> Directives
1) Please write out the passage of the vizsla forum thread from "Around 2 years" up to and including "on the dock.".
2) In one to three sentences, explain why the vizsla forum thread advises turning the dog toward you and giving him high-value treats when he starts lunging at another dog.

> Provided text

Just one more datapoint and consideration: dogs can go thru the `terrible 2` phase. it is more common with some breeds like vizslas, wheims, gsps than others and can last from approx 18 months till 36 months and it is practically their last fear period before adulthood. it is very important to get the signals and `treat`them correctly otherwise your adult dog`s personality may show those traits you see during this phase. the challenging part is that it can be a perfectly sweet and loving dog one day and being afraid of neighbors pup or kid the other day. Showing your vizsla that the world is fun, everyone is nice, meeting new nice dogs and people, sports (!) are very important confidence builders. zipping is not, sorry to say. so while thyroid or inherited characteristics may be the source of your challenges, based on the age of your boy, this could be too.
If you want to breed him, checking thyroid above 2 years old is anyways key, so that won`t harm. 
I hope you figure what is going on with your Rogan boy and give him patience and benefit of doubt while doing that.


----------



## Rogans_Mom (Apr 8, 2018)

@Gabica Thank you very much for your advice! I greatly appreciate your optimism and will definitely give my boy the benefit of the doubt. If Rogan is indeed going through a "terrible 2" phase, which I very much hope is the case, then I will definitely sign him up for group classes again right away. That way he can be in a controlled environment with other dogs and a professional trainer. He completed the AKC Star Puppy course when he was 5-6 months old, so it has been a while since he did anything structured.


----------



## Gabica (Jan 20, 2018)

@Rogans_Mom: they don`t forget what they learned, you will be amazed how quickly you can remove the dust from him.

Socialization at this age is as important then when he was 2 months old, if not even more. Expose him to lots of fun people and experiences. If he starts lounging at another dog, turn him towards you and keep giving him high value treats, in a jackpot manner. That will teach him that him focusing on you is much more rewarding than on the other dogs he may be afraid of or unsure about. Then teach him to play with you and with toys in public, again, focus on you and no-one else. 
Around 2 years old it already safe to start agility classes, those are great confidence builder too. We do compete in dock diving and hardly ever see a dog reactive dog on those events, as all dogs are so focused on jumping and the excitement of wanting to chase the toy on the dock. 
Vizslas don`t like repetitive tasks so keep alternating different exercises to set Rogan up for success. 
Watch what works and what does not and don`t loose faith and confidence in your dog.


----------

> Excerpted data
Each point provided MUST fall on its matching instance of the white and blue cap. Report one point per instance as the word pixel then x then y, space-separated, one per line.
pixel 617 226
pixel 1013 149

==

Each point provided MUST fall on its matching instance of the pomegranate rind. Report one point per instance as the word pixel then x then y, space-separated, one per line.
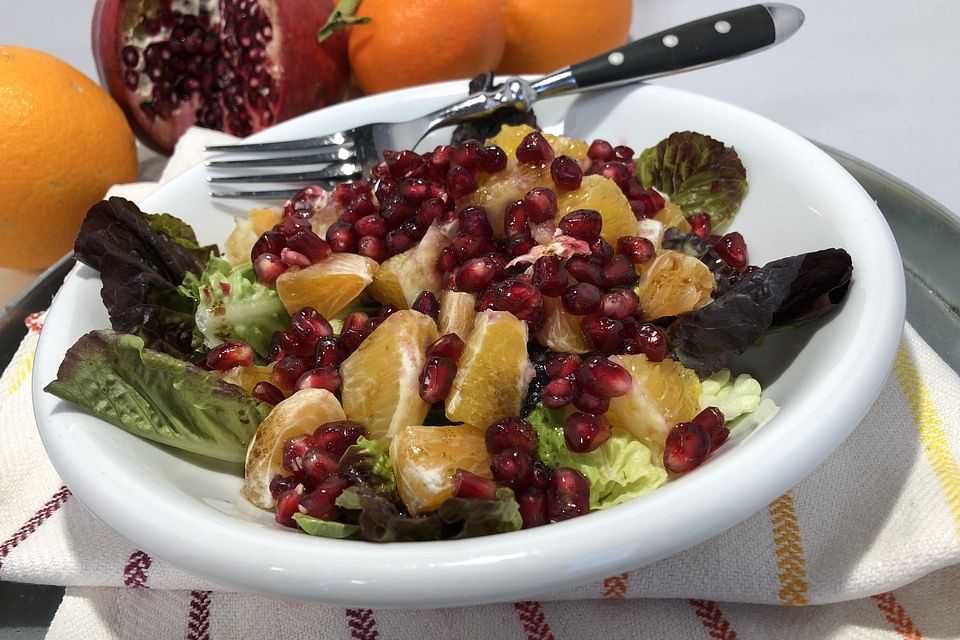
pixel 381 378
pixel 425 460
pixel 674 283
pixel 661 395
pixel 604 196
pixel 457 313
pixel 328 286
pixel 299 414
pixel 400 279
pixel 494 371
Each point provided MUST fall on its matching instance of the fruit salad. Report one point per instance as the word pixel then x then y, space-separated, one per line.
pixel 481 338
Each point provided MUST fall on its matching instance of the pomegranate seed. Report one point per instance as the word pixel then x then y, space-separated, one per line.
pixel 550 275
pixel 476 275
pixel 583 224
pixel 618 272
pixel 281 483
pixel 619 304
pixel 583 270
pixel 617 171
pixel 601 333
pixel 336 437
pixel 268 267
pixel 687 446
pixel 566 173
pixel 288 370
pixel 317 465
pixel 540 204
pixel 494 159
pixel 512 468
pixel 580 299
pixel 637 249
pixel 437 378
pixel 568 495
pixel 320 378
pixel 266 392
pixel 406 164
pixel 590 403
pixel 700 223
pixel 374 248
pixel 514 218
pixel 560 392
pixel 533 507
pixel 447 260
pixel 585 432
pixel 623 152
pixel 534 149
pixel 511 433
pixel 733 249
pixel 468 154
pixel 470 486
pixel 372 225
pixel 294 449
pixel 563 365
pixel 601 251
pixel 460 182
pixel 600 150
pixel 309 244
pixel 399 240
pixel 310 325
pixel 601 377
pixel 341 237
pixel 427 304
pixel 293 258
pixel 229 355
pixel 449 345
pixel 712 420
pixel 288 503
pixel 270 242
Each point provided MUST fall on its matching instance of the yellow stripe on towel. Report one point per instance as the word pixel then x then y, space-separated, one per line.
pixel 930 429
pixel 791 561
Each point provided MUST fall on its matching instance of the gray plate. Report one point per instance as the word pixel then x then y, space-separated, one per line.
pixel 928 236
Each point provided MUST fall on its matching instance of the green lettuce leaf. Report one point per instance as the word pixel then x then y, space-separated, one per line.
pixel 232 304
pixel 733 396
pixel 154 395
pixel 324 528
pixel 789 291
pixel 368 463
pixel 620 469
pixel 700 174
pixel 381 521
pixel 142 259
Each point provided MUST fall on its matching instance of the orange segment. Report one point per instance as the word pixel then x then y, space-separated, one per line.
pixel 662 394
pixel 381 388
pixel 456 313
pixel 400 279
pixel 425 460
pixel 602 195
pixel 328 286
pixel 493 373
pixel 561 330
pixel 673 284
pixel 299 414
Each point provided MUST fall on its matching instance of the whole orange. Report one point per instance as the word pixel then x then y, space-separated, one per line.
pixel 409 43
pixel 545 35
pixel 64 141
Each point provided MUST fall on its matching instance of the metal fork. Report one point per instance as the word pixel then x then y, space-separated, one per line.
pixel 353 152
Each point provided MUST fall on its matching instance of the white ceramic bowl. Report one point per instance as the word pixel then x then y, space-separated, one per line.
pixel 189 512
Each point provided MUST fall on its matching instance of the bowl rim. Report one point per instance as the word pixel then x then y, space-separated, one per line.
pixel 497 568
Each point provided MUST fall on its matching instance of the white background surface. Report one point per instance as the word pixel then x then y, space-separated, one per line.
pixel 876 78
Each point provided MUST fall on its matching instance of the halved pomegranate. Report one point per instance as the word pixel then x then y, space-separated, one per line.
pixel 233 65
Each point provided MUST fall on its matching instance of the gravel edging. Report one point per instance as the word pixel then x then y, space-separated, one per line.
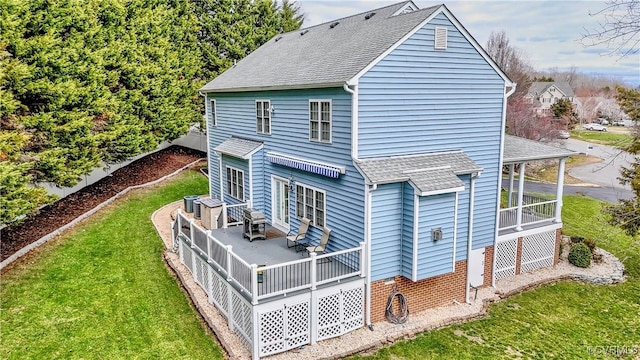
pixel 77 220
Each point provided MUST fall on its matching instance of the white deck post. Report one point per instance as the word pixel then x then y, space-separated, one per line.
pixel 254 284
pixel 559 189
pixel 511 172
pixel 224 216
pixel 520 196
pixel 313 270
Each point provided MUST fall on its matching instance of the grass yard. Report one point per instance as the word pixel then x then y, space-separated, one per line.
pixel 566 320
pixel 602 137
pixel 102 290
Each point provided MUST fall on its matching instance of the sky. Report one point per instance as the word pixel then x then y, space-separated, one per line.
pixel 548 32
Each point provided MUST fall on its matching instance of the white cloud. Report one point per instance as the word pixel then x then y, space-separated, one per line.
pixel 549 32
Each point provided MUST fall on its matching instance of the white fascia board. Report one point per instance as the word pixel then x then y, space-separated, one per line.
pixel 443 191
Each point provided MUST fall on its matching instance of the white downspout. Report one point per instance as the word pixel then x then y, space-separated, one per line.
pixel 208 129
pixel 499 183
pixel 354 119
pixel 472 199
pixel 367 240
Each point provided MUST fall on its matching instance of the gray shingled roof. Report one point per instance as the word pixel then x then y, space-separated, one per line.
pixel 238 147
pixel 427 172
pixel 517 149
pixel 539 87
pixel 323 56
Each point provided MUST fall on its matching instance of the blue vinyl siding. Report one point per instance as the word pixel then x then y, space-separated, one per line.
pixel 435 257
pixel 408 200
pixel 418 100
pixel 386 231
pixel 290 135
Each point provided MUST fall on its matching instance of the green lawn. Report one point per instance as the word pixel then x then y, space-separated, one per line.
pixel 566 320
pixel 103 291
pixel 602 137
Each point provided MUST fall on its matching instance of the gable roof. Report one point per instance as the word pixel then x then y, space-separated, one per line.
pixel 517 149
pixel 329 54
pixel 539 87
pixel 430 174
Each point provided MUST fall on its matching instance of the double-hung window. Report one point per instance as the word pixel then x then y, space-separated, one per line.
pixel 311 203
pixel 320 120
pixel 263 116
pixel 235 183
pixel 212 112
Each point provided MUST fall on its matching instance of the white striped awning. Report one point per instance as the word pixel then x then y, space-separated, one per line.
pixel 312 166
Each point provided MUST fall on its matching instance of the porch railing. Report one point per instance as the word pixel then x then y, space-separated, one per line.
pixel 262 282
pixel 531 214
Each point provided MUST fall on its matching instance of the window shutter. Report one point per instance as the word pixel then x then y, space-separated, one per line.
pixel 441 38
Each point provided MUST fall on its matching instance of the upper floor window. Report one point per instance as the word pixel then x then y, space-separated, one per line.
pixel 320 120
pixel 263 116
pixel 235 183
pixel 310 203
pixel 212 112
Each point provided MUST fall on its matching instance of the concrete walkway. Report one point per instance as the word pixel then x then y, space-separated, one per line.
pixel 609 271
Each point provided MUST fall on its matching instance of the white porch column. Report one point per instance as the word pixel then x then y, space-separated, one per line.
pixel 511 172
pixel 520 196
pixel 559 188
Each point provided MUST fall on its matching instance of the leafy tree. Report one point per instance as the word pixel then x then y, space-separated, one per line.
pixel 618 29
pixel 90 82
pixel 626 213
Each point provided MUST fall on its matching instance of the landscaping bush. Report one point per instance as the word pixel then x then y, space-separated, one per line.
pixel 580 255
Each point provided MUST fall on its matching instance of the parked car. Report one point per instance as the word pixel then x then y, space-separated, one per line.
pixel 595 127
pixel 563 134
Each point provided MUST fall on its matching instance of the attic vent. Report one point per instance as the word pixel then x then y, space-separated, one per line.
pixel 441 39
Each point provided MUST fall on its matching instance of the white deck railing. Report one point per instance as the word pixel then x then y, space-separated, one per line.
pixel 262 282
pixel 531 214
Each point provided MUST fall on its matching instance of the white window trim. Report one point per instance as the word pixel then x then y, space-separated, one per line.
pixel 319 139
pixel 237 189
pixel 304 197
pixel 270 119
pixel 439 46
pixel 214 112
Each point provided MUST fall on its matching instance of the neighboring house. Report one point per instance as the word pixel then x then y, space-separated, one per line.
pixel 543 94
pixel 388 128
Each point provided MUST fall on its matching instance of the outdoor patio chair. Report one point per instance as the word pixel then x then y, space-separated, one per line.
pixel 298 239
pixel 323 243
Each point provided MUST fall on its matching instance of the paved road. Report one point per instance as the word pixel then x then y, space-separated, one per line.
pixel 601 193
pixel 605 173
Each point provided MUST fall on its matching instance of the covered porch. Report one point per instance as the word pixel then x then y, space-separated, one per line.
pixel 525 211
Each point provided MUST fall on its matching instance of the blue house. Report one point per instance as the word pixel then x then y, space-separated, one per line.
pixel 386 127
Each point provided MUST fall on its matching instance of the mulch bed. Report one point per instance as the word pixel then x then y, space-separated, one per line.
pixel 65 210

> Results for the exercise
1)
Around 2 years old it already safe to start agility classes, those are great confidence builder too. We do compete in dock diving and hardly ever see a dog reactive dog on those events, as all dogs are so focused on jumping and the excitement of wanting to chase the toy on the dock.

2) Doing this teaches him that focusing on his owner is much more rewarding than focusing on the other dogs. Those are dogs he may be afraid of or unsure about.